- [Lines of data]
* start *

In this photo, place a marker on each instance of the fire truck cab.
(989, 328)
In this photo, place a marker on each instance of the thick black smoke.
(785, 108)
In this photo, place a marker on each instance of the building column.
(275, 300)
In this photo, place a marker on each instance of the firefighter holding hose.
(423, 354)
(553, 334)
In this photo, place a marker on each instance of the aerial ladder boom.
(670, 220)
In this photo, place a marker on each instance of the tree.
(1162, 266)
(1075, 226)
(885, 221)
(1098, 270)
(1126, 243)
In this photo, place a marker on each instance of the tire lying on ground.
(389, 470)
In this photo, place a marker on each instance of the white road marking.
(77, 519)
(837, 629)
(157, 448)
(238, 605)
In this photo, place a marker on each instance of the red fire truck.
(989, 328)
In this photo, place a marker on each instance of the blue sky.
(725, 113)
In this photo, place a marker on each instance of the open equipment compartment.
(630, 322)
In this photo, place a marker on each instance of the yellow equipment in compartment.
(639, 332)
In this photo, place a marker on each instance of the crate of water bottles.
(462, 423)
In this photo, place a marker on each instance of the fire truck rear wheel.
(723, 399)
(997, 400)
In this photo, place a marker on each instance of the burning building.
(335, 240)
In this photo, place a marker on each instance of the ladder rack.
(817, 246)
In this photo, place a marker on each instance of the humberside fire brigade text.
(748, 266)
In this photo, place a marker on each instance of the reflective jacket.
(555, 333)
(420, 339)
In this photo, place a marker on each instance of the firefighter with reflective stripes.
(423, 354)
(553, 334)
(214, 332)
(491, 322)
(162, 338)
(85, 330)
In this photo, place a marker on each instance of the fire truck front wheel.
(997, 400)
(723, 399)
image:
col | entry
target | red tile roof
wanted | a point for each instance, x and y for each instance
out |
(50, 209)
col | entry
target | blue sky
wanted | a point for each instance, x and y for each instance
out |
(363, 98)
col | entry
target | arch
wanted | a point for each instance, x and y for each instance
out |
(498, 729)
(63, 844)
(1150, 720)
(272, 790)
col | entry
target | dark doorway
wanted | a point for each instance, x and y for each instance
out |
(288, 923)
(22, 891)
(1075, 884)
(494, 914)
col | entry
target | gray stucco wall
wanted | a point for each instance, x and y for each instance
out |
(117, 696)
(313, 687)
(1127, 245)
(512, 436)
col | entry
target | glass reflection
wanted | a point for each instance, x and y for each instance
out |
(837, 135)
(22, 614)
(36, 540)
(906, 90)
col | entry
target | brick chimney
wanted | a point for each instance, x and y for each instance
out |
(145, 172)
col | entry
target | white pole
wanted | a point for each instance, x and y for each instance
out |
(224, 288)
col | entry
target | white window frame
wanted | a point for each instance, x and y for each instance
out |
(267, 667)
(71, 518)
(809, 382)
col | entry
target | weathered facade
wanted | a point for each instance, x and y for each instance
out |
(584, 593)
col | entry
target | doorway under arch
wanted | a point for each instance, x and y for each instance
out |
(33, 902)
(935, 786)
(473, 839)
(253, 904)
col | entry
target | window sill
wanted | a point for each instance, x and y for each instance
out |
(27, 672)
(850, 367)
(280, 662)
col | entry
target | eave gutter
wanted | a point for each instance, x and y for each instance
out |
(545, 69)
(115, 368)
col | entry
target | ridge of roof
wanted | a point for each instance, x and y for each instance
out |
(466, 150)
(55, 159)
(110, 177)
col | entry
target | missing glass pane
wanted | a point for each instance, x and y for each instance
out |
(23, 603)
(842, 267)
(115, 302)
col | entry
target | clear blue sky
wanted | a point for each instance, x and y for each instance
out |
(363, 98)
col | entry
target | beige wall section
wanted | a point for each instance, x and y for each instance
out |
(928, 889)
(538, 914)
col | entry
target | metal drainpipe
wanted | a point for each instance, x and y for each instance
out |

* end *

Word for word, restate all of the data shown above.

- [ANSWER IN FULL]
In this photo, place a marker on each instance of the fire truck cab.
(989, 328)
In this photo, place a marker on each instance of the thick black smoke.
(785, 108)
In this photo, place a marker on each instance of the building column.
(275, 300)
In this photo, place a marker on each instance of the firefighter holding hose.
(423, 354)
(553, 334)
In this photo, place a marker on each instance of the aerial ladder boom.
(670, 220)
In this photo, place a marker on each instance of the tree.
(1162, 266)
(1075, 226)
(885, 221)
(1098, 270)
(1126, 243)
In this photo, place a marker on each instance of the tire lying on ground.
(389, 470)
In this photo, place a marker on each instance of the white road marking.
(77, 519)
(837, 629)
(157, 448)
(238, 605)
In this photo, place a marker on each instance of the red fire truck.
(989, 328)
In this photo, place a marker on each instance of the blue sky.
(725, 113)
In this photo, place a marker on each instance of the open equipment compartment.
(630, 322)
In this photo, place a marker on each instance of the yellow equipment in compartment.
(639, 332)
In this photo, place a marker on each instance of the crate of water bottles.
(462, 423)
In this photo, place a marker on each instance of the fire truck rear wheel.
(723, 399)
(997, 400)
In this photo, place a marker on each instance of the burning building.
(335, 240)
In this photo, place a marker on each instance of the ladder rack.
(817, 246)
In this photo, place a marker on each instance of the humberside fire brigade text.
(748, 266)
In this photo, place a marker on each instance of the reflective jacket.
(555, 333)
(420, 339)
In this photo, place a marker on each instance of the firefighter with reflective stripes.
(423, 354)
(553, 334)
(214, 332)
(491, 322)
(162, 338)
(85, 330)
In this photo, place a marker on each instance of the fire truck front wheel.
(997, 400)
(723, 399)
image:
col | entry
target | red tile roof
wanted | a point for each instance, x and y for each instance
out |
(50, 209)
col | entry
target | blue sky
wanted | a point for each instance, x and y for each instance
out |
(363, 98)
col | entry
target | arch
wanted | a point for each instance, x and y for each instance
out |
(498, 729)
(63, 844)
(1150, 720)
(272, 790)
col | entry
target | dark doorway
wanted | a point for each instance, x and y for each instance
out |
(288, 923)
(22, 891)
(1075, 884)
(494, 914)
col | entry
target | gray stucco wall
wanted | a point for each instance, x and y for each instance
out |
(117, 696)
(313, 687)
(1127, 245)
(512, 436)
col | entry
target | glass reflection
wanted | a point for each instance, x and y for each instance
out |
(837, 135)
(22, 614)
(36, 540)
(906, 90)
col | entry
target | brick chimney
wanted | a point for each instance, x and y for each instance
out |
(145, 172)
col | entry
target | white pole
wanted | a point for each instance, x and y for each instance
out |
(224, 288)
col | entry
target | white window frame
wanted | a point for each instance, x and y for each instance
out |
(267, 667)
(71, 518)
(809, 382)
col | entry
target | weathered facade
wanted | a point for each instance, x and y for each instance
out |
(584, 593)
col | entry
target | doorway under arch
wanted | a point for each instance, x and y for each instance
out |
(33, 902)
(935, 786)
(473, 839)
(253, 904)
col | entry
target | window sill
wanted | a point for each instance, x and y for each instance
out |
(27, 672)
(850, 367)
(280, 662)
col | entry
target | eave gutter
wanted | a point for each instance, x and y for each instance
out |
(545, 69)
(115, 368)
col | entry
target | ridge of roof
wanted | a point for each instance, x and y for each instance
out |
(466, 150)
(55, 159)
(110, 177)
col | entry
target | missing glass pane
wanted | a point for each instance, x and y for each instance
out |
(23, 603)
(842, 267)
(115, 302)
col | entry
target | clear blue sky
wanted | a point for each instance, x and y for each instance
out |
(363, 98)
col | entry
target | beige wall section
wanted | a point for each instance, x and y for each instance
out |
(928, 889)
(538, 914)
col | entry
target | metal drainpipe
wanted | a point for each instance, x and y for each instance
out |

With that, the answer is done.